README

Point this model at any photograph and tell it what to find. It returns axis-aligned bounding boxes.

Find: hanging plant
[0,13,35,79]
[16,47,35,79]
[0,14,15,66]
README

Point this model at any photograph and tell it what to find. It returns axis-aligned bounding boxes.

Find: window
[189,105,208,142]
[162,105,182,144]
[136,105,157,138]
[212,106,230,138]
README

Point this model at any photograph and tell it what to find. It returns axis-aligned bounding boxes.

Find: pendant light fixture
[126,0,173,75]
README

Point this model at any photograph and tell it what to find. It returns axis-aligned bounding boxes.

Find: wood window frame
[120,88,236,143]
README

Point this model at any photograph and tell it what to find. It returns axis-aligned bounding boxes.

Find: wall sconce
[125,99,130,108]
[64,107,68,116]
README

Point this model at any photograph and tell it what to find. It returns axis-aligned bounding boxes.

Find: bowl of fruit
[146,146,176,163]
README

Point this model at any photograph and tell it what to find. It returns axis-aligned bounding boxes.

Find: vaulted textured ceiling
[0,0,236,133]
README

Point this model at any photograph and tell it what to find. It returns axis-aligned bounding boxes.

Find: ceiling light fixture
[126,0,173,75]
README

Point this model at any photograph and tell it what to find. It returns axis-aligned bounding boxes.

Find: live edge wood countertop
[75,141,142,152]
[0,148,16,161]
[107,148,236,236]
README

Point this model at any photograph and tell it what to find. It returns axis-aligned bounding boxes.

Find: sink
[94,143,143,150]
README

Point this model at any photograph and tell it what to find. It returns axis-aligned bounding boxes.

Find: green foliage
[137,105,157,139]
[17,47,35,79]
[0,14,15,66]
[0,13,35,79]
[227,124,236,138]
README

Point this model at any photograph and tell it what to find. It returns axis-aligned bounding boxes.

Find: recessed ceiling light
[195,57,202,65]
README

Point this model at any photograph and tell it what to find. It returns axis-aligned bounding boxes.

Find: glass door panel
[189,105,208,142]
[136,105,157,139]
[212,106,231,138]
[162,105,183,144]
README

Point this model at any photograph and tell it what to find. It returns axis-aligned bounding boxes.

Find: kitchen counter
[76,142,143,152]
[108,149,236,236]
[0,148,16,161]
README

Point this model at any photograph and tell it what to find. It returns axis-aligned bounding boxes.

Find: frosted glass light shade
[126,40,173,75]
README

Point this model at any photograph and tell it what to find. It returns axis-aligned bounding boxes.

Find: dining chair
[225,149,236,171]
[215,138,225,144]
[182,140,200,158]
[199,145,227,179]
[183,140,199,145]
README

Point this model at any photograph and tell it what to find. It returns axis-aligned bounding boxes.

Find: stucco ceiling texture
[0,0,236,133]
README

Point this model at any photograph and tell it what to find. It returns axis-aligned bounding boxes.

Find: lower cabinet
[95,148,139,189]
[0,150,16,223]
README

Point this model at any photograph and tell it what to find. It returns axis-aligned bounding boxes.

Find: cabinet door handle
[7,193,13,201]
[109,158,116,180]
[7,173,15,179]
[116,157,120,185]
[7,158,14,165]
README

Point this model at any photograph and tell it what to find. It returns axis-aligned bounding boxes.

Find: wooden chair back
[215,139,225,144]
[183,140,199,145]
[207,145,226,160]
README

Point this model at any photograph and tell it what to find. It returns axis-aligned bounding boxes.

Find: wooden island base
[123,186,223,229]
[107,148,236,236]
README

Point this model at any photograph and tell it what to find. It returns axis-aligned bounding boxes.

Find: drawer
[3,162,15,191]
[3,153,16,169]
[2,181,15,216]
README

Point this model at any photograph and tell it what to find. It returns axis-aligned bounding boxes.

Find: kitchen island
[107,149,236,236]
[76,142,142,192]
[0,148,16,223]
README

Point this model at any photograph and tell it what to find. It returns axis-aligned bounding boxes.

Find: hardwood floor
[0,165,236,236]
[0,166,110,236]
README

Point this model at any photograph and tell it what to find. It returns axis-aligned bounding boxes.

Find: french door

__Job__. Restate every line of the data word for word.

__Response__.
README

Point this model at any photograph and tell it what to find. It returns axis-aligned bounding boxes.

Find: hanging plant
[0,13,35,79]
[16,47,35,79]
[0,14,15,66]
README

Point this model at any photograph and tell it what to find. It returns axis-aligned bounding boxes.

Find: window
[189,105,208,142]
[162,105,182,144]
[136,105,157,138]
[212,106,230,138]
README

Point this model at any photograph and tell it what to find. It returns axis-aligned bounding boxes.

Find: pendant light fixture
[126,0,173,75]
README

Point this model at any photograph and tell it what to find. It returns axis-aligned bounding boxes.

Find: wood window frame
[120,88,236,143]
README

Point this model at any photograph and tell it what to find. It returns axis-aligned bounding boxes.

Find: wall sconce
[125,99,130,108]
[64,107,68,116]
README

Point this model at any photograph and tell it what to find. It returns axis-aligned bounding boxes.

Find: bowl of fruit
[146,146,176,163]
README

Point this model at any photograph and tell it what to find. It returns axis-aligned bounding boxes.

Find: vaulted textured ceiling
[0,0,236,133]
README

Point this model at any photograph and tell it what to find. It returns axis-aligned bounding boxes.

Find: ceiling light fixture
[126,0,173,75]
README

Point this model at any photograph and tell it what to find. It returns axis-aligned bounding boxes.

Find: live edge wood countertop
[75,141,142,152]
[0,148,16,161]
[107,148,236,236]
README

Point this model at any photograph and tell it what to find. It returns axis-aligned bounding boxes.

Find: sink
[94,143,143,150]
README

Point this model at any photograph and tell it what to find. It returns axis-aligned bounding boxes.

Find: green foliage
[137,105,157,139]
[17,47,35,79]
[0,14,15,66]
[0,13,35,79]
[227,124,236,138]
README

Point this model at any photograph and tell it what to find. It returns axis-aligned bounding boxes.

Find: recessed ceiling light
[195,57,202,65]
README

Point this model at any photograph and tell it what to find. It returns axis-aligned bounding boxes.

Find: glass door panel
[189,105,208,142]
[136,105,157,139]
[212,106,231,138]
[162,105,183,144]
README

Point this model at any photograph and tell it what to find. It returns axis-aligned bounding boxes.

Find: kitchen counter
[76,142,143,152]
[108,149,236,236]
[0,148,16,161]
README

Point this model at any photograph and tell it what to find. It returns axis-aligned bounding boxes.

Find: frosted glass light shade
[126,40,173,75]
README

Point this model at any photograph and tell it what to find. It returns axis-aligned bounding boxes.

Find: dining chair
[225,149,236,171]
[215,138,225,144]
[182,140,200,158]
[199,145,227,179]
[183,140,199,145]
README

Point this model at any photograph and tell it what to find. It returns axis-aligned bounding boxes.

Find: stucco ceiling texture
[0,0,236,133]
README

Point this model at any photograph and tell it what to find. It returns axis-aligned bounding boxes.

Find: lower cabinet
[95,148,139,189]
[0,150,16,223]
README

Point this model at any photograph and tell it what to find. It returns axis-aligned bounding boxes.

Find: cabinet door handle
[7,193,13,201]
[109,158,116,180]
[7,173,15,179]
[116,157,120,185]
[7,158,14,165]
README

Point this model at any photograph and tell it what to find. It returns axis-aligned bounding boxes.

Find: wooden chair back
[215,139,225,144]
[183,140,199,145]
[207,145,226,160]
README

Point this model at any photograph and tell it what to find. It returns axis-aligned bounding boxes.

Find: wooden island base
[123,186,223,229]
[107,148,236,236]
README

Point this model at any photograph and tell it what to find. It returns axis-aligned bounding boxes.

Find: drawer
[3,162,15,191]
[3,153,16,169]
[2,181,15,216]
README

Point this model at any photograph and tell it what to find. It returns axis-aligned bounding boxes.

Find: kitchen island
[107,149,236,236]
[76,142,142,192]
[0,148,16,223]
README

Point this model at any photograph and tell it what to find. It returns axis-aligned bounding boxes.

Find: hardwood floor
[0,165,236,236]
[0,166,110,236]
README

Point this model at any photograph and tell it what to find. It returns axis-aligned bounding boxes.

Find: french door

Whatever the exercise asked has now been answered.